Source data:
>> START
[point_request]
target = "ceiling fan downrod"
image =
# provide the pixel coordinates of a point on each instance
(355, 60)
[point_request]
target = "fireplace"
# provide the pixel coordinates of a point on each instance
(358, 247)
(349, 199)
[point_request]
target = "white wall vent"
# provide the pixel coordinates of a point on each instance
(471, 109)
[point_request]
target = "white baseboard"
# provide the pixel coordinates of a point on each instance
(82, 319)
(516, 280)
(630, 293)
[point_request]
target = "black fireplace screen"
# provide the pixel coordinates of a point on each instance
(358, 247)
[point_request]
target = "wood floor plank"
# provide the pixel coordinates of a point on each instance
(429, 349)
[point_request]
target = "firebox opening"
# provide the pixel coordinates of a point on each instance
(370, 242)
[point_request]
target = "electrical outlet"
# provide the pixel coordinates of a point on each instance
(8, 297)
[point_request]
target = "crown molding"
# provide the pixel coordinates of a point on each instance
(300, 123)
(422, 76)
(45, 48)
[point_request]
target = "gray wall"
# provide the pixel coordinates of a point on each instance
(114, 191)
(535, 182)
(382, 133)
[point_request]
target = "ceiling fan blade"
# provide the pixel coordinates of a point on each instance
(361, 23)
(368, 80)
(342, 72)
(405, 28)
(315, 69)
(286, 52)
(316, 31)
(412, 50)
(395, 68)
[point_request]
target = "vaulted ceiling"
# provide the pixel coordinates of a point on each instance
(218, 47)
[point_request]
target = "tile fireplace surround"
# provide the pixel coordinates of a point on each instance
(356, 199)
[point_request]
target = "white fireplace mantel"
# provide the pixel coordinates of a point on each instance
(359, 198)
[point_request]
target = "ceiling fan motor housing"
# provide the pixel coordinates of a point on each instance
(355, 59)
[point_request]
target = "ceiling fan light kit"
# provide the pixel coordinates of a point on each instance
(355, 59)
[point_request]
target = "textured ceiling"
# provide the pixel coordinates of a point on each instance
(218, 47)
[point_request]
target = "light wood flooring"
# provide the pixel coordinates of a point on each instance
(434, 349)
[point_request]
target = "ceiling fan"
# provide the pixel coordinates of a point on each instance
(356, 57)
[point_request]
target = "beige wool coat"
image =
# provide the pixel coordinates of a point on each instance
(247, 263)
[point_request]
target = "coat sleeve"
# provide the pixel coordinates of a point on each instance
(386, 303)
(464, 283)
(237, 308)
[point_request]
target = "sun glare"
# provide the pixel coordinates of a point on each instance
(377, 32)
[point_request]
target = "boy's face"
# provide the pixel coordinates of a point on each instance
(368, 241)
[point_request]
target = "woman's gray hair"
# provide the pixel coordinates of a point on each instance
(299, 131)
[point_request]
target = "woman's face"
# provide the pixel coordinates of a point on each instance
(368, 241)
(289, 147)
>> END
Nothing should be changed: write out all of the data as is.

→ Exercise result
[point_request]
target = "ceiling fan downrod"
image =
# provide the pixel coordinates of a point on each instance
(355, 60)
[point_request]
target = "fireplace"
# provide the pixel coordinates of a point on each instance
(358, 247)
(349, 199)
[point_request]
target = "white wall vent"
# provide the pixel coordinates of a point on each instance
(471, 109)
[point_request]
target = "white baseboard"
# provide the pixel coordinates of a point on each instance
(82, 319)
(516, 280)
(630, 293)
[point_request]
target = "black fireplace screen"
# provide the pixel coordinates of a point on each instance
(358, 247)
[point_request]
target = "wood floor plank"
# provide the pixel coordinates of a point on each instance
(429, 349)
[point_request]
target = "firebox opening"
# provide the pixel coordinates of a point on each instance
(370, 242)
[point_request]
target = "electrical outlet"
# provide the pixel coordinates of a point on each instance
(8, 297)
[point_request]
target = "crown molding"
# provide the pixel coordinates of a point on each instance
(300, 123)
(422, 76)
(45, 48)
[point_request]
target = "gray wall"
# provide the pixel coordinates of a point on each instance
(114, 191)
(535, 182)
(382, 133)
[point_request]
target = "ceiling fan blade"
# provide the pixel coordinates of a point on each instance
(361, 23)
(368, 80)
(342, 72)
(405, 28)
(315, 69)
(286, 52)
(316, 31)
(412, 50)
(395, 68)
[point_request]
target = "vaulted ceiling"
# provide the pixel coordinates of a point on each instance
(218, 47)
[point_request]
target = "tile fireplace surround"
# provide the pixel coordinates of a point on each instance
(356, 199)
[point_request]
target = "white fireplace mantel"
# provide the pixel coordinates of a point on each instance
(359, 198)
[point_request]
target = "ceiling fan motor housing"
# provide the pixel coordinates of a point on each instance
(355, 59)
[point_request]
target = "ceiling fan light kit"
# provide the pixel coordinates of a point on each instance
(355, 59)
[point_request]
target = "textured ceiling"
# provide the pixel coordinates of a point on each instance
(218, 47)
[point_request]
target = "light wood flooring"
# provide the pixel coordinates of a point on each instance
(434, 349)
[point_request]
target = "ceiling fan"
# provide the pixel coordinates of a point on each instance
(356, 57)
[point_request]
target = "beige wool coat"
image =
# provide the pixel coordinates of a point on each instance
(247, 263)
[point_request]
target = "coat sleeve"
# provide the pixel coordinates of a point on each instance
(386, 303)
(464, 283)
(237, 308)
[point_request]
target = "sun glare"
# provide the pixel coordinates of a point on each instance
(377, 32)
[point_request]
target = "boy's face"
# provide the pixel coordinates of a point on each instance
(368, 241)
[point_request]
target = "woman's gray hair"
# provide the pixel coordinates of a point on each instance
(299, 131)
[point_request]
target = "woman's face"
# provide the pixel coordinates of a point on each instance
(368, 241)
(289, 147)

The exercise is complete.